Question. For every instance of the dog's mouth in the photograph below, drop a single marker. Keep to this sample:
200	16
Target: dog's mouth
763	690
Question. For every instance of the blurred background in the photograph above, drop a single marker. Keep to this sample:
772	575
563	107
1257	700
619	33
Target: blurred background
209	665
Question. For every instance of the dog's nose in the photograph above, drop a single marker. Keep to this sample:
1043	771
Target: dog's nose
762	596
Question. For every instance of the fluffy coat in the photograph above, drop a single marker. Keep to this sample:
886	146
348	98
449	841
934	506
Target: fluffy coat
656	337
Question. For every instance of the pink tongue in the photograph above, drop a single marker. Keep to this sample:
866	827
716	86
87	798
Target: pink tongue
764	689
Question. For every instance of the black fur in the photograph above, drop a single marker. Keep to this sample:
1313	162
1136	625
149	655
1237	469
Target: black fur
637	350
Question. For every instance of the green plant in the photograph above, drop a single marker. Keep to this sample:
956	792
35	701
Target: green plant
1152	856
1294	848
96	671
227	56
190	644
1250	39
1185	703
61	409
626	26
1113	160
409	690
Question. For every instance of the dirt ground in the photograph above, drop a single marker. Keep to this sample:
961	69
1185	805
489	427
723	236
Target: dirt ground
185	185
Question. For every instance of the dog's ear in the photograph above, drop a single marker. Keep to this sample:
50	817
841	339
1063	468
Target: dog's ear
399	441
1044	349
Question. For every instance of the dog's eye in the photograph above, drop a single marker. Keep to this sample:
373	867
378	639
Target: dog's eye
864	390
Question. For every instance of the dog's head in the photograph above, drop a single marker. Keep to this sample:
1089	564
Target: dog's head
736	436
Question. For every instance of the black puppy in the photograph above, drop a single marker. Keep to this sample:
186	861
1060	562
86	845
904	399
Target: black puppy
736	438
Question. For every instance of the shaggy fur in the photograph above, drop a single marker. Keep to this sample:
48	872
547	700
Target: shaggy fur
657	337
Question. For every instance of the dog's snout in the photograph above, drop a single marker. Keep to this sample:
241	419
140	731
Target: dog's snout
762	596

· · ·

Repeat the whole listing, keeping every word exactly as it is.

Question. For every instance of the dog's mouth in the photograph below, drop a single marker. Keep to this sample:
200	16
Target: dog's mouth
763	690
Question. For every instance of the blurred background in the photograph above, drop a single marker. Keep to this sample:
772	575
563	107
1257	700
619	33
Target: blurred background
209	665
Question. For every instance of the dog's nose in the photograph above, drop a single marker. Keep to this sample:
1043	771
Target: dog's nose
762	596
Question. For every instance of the fluffy coat in the photograph above, drop a single marker. Keep to this sample:
886	146
348	98
449	841
934	506
Target: fluffy coat
656	337
Question. For every instance of the pink tongue in the photograph above, drop a single marker. Keep to this sample:
866	827
716	86
87	798
Target: pink tongue
764	689
Question. For every instance of the black fur in the photograph above, drop a single marker. Keep to this sample:
1313	162
1136	625
149	655
1237	469
Target: black fur
637	350
Question. For every instance of the green plant in the photograph above, drop a single marker. Keep to this sample:
956	792
35	701
Target: green plant
1152	856
1294	848
96	671
227	56
190	644
1250	39
1185	703
61	409
626	26
1113	160
409	690
Question. For every instance of the dirt ground in the photograph above, drop a single marker. Keep to this sample:
961	69
1185	805
489	427
723	236
Target: dirt ground
185	185
Question. For every instance of the dog's ear in the photograph above, drop a single marker. Keep to this sample:
50	817
841	339
1063	468
Target: dog's ear
399	441
1044	349
Question. For every instance of the dog's eye in the photograph above, drop a single marker. Keep to this sample:
373	867
378	639
Target: dog's eye
864	390
Question. For every instance of the dog's head in the photograph above, drop a single marker. Keep to this sample:
1089	564
Target: dog's head
736	436
Question. For every instance of the black puppy in the photograph above, drop a single marker. Keep to this sample:
186	861
1060	562
86	845
904	399
Target: black puppy
736	438
Question. For every instance of the shaggy fur in the photograph above, drop a single marker. Keep to this sample:
48	872
547	700
Target: shaggy fur
657	337
Question. For every instance of the dog's snout in the photograph above, drop a single marker. Keep to this sample:
241	419
140	731
Target: dog's snout
762	596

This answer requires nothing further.